_TASKS_
A - According to the text on writing the personal narrative, what should the author strive to do first and foremost?
B - Extend the text on writing the personal narrative, beginning after its final sentence.

_SUPPLIED TEXT_
<<<<

While it may not be definitively possible to determine the origin of ideas for the personal narrative or any other genre for that matter, they can certainly emanate internally, from a thought generated by the mind or inspiration of the soul, or externally from a countless number of stimuli. In either case, they give the author an opportunity to express, reflect, preserve, understand, work out, or complete something that formed a part of his life.

Ideas can spring from having the writer ask himself what changed him, what caused him to view the world differently, what effect did an influential person have on him, what realization did he have, what was one of his failures or successes, what occurred in his childhood that he has not yet processed, what evoked sadness, happiness, humor, surprise, fright, shame, or pride, what defied his logic or understanding, what reflected his essence or values, what proved contrary to them, and what helped him discover or understand something about himself.

Writing Guidelines:

There are several writing guidelines to keep in mind regarding the personal narrative. The author should, first and foremost, strive to tell a clear, well-developed story with the appropriate details that contribute to it. Well-organized and linked by logical transitions, it should feature an optimum mixture of vocabulary and varied sentence structure. Finally, grammatical, spelling, and punctuation errors, even before the editing stage, should be insignificant enough so that they do not interfere with first draft understanding.

>>>>

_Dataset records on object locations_
<<<<

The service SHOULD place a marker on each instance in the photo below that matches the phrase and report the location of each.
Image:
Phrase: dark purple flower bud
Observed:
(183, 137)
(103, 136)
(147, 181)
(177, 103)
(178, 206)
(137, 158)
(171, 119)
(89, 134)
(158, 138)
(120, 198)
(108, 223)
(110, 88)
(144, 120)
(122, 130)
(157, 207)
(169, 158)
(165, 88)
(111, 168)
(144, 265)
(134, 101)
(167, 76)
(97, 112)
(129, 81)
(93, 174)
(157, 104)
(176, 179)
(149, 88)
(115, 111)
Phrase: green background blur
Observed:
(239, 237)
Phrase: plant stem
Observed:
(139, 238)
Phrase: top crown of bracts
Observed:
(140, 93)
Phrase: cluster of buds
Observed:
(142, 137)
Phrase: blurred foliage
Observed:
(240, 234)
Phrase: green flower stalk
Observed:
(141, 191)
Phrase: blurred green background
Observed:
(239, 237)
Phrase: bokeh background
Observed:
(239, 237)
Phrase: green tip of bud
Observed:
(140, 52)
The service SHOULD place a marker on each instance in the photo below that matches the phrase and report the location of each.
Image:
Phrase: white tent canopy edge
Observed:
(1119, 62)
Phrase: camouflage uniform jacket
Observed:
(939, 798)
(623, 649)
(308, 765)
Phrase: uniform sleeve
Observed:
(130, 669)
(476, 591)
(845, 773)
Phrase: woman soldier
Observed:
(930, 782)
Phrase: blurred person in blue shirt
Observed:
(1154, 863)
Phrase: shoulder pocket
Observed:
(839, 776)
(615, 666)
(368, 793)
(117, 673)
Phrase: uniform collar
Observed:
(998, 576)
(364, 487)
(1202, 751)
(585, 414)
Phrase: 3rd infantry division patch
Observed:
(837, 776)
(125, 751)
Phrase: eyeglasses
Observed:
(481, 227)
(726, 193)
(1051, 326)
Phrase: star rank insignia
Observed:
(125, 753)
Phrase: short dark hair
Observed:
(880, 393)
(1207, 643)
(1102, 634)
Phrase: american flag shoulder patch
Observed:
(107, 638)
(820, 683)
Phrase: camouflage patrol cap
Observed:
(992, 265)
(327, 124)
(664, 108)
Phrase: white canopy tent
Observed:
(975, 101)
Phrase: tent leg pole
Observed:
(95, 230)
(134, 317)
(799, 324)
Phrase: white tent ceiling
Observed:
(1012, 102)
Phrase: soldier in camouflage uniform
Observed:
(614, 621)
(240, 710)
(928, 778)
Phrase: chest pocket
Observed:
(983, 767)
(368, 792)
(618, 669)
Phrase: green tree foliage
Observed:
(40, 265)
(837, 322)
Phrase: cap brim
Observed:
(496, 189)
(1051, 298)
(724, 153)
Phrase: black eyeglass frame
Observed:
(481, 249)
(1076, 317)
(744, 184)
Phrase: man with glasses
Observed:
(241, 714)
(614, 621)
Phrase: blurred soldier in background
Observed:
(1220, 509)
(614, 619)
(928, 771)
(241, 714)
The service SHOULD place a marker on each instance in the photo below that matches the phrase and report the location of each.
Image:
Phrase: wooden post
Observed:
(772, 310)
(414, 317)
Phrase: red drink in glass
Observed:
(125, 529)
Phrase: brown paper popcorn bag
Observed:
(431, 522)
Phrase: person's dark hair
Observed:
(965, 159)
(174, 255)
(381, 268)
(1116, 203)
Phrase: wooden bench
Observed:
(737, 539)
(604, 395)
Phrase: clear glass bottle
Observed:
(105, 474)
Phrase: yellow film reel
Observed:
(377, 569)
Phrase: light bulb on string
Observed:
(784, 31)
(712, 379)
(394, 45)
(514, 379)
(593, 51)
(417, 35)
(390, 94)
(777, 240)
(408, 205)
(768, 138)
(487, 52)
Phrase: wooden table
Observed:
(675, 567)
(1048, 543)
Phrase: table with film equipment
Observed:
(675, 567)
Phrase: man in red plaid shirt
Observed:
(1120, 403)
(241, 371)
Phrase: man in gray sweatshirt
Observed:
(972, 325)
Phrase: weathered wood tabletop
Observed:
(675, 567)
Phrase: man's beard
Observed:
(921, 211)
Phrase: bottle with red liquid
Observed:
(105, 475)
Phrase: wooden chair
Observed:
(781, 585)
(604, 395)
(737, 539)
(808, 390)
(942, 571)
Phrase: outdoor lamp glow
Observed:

>>>>

_ANSWERS TO THE TASKS_
A - Tell a clear, well-developed story with the appropriate details that contribute to it.

B -
Compositionally, its actions should be specifically and appropriately narrated with character gestures, expressions, postures, and movements. If scenes are employed, they should contain visual details so that the reader is able to picture them in his mind, and realism should be increased with the use of dialogue, character interaction, interior monologue, and actions. It can be particularly enhanced with the use of several senses. The author should, if at all possible, express any recalled feelings, emotions, and sensations he experienced as he reconnects with his past incidents and include any realizations or insights they evoked.

Pacing implies the speed and intervals with which the events are recounted and it can be both accelerated to accommodate time, illustrate mood changes, and omit unnecessary details, and reduced to elaborate upon or highlight those events that are crucial to the moment and integral to the climax, if any. The latter can create tension, suspense, or surprise.

If more than one scene is included, then the author must determine the interrelation and importance between them.

Integral to effective personal narrative writing is the use of concrete detail so that the author can create a sense of reality and immediacy, and arose an empathetic response in his readers.

“Perhaps the most important quality of effective stories is concrete detail,” according to Hillocks, Jr. (ibid, p.43). “Specific details allow readers to see scenes in their own minds as they read. But effective specific detail may be the most difficult quality to achieve. Writers have to remember or imagine what it is they want to portray, search their memories for words to do it, arrange the words in effective syntax, (and) evaluate the effort by comparing it with the version in their mind… “

The types and number of details are equally important. By selecting and incorporating those events that illustrate the story and complete its narrative purpose, and eliminating those that offer little effect, the text will be concisely and cohesively illustrative.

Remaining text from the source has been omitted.